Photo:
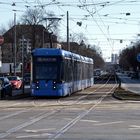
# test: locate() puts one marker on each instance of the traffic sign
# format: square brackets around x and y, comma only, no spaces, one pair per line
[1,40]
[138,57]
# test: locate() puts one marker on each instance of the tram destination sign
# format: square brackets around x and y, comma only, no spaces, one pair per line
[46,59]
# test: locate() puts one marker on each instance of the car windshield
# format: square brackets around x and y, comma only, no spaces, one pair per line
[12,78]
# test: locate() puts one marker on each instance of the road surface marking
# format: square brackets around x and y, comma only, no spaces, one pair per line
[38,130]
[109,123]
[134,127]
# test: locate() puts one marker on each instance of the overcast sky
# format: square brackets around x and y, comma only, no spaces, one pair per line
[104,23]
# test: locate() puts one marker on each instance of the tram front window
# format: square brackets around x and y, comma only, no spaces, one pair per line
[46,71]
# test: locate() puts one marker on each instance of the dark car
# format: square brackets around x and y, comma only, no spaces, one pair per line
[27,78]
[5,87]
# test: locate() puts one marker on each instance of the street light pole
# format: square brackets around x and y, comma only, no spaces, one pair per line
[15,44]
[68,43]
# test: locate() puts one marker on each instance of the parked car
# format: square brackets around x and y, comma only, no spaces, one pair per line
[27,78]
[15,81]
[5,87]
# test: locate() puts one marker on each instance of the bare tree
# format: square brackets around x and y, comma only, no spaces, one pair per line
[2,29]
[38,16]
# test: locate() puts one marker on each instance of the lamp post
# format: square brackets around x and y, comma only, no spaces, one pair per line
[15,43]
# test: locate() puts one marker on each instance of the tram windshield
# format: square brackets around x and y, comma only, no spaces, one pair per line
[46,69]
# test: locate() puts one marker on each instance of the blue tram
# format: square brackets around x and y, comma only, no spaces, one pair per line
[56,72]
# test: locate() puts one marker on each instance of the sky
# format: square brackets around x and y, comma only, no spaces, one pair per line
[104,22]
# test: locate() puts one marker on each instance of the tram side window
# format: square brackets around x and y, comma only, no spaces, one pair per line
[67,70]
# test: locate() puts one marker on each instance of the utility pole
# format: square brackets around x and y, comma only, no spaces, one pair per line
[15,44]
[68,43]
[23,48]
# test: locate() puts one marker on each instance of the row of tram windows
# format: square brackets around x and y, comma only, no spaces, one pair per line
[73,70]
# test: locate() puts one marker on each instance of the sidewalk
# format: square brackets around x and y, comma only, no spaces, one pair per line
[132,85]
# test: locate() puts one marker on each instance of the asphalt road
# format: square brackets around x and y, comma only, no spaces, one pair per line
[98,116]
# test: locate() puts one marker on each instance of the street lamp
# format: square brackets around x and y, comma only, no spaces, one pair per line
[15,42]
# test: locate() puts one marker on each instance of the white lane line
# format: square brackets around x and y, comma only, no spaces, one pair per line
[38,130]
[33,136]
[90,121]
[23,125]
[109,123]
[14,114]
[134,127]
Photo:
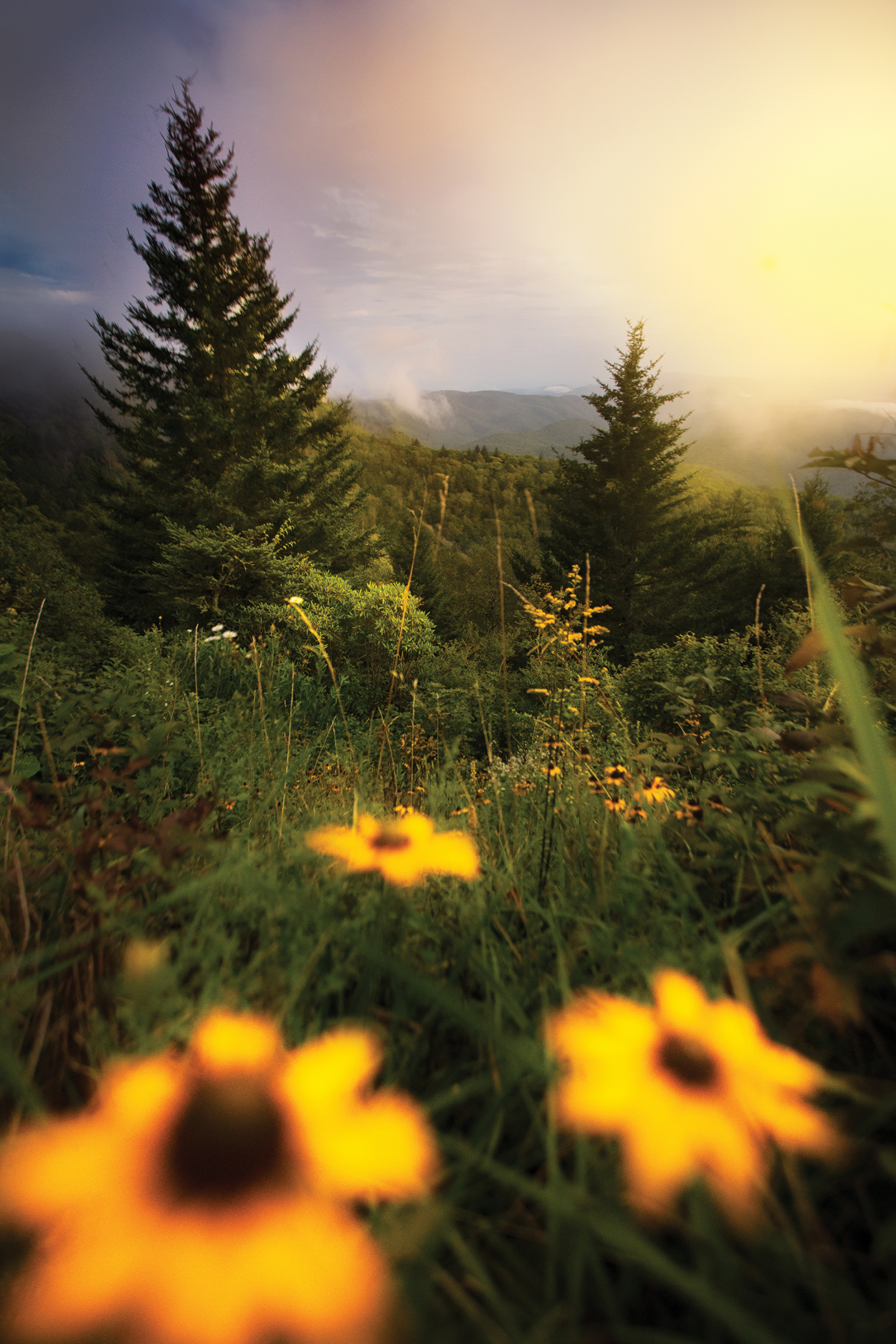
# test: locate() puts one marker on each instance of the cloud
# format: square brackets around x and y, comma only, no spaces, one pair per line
· · · · ·
— Prompt —
Report only how many lines in the entries contain "windshield".

— Task answer —
2